## WHAT YOU HAVE TO DO
Using the records that appear below, write out exactly the lines from the one with "on the arched" through the one with "the car tire", keeping both end lines.

EXERCISE INPUTS: Begin

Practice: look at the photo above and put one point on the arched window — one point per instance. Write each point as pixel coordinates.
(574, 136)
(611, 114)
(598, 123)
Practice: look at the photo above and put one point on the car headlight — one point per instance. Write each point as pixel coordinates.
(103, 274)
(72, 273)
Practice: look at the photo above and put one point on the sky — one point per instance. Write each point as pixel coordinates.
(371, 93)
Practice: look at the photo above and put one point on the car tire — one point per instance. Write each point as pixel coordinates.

EXERCISE INPUTS: End
EXERCISE INPUTS: Begin

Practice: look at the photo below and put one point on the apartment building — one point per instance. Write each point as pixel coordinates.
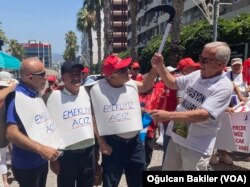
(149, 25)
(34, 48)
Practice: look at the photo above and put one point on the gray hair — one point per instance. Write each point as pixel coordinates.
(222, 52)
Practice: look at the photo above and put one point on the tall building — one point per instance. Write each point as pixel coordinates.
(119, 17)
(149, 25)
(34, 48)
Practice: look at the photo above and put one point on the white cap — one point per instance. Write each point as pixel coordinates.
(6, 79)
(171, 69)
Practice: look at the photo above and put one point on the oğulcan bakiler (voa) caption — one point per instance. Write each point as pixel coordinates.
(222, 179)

EXERCISE INPUTS: End
EXERCISE INPUTS: Begin

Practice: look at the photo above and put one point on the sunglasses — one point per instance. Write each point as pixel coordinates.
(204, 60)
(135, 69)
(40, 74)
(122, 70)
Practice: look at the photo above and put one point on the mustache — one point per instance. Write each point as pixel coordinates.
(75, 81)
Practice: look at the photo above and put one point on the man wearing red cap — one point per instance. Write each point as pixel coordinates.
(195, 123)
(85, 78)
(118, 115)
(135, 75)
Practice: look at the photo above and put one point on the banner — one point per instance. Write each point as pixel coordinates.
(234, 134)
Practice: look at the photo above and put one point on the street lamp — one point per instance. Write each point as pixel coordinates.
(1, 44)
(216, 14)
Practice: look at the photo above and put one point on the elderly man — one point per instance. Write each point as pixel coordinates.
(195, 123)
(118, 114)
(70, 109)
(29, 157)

EXERCISE INPUTS: End

## ANSWER
Practice: look at the photo above and put one point on the arched window — one point per instance. Write each point as pixel coordinates.
(574, 136)
(611, 114)
(598, 123)
Practice: look at the photo above and put one point on the car headlight — one point per instance. Write each point as pixel coordinates.
(103, 274)
(72, 273)
Practice: look at the photo above and put one point on the sky — one point per instance. Write each point as pixel coordinates.
(371, 93)
Practice: look at the photo above and put one point on the car tire — one point per instance. Write each point as pixel coordinates.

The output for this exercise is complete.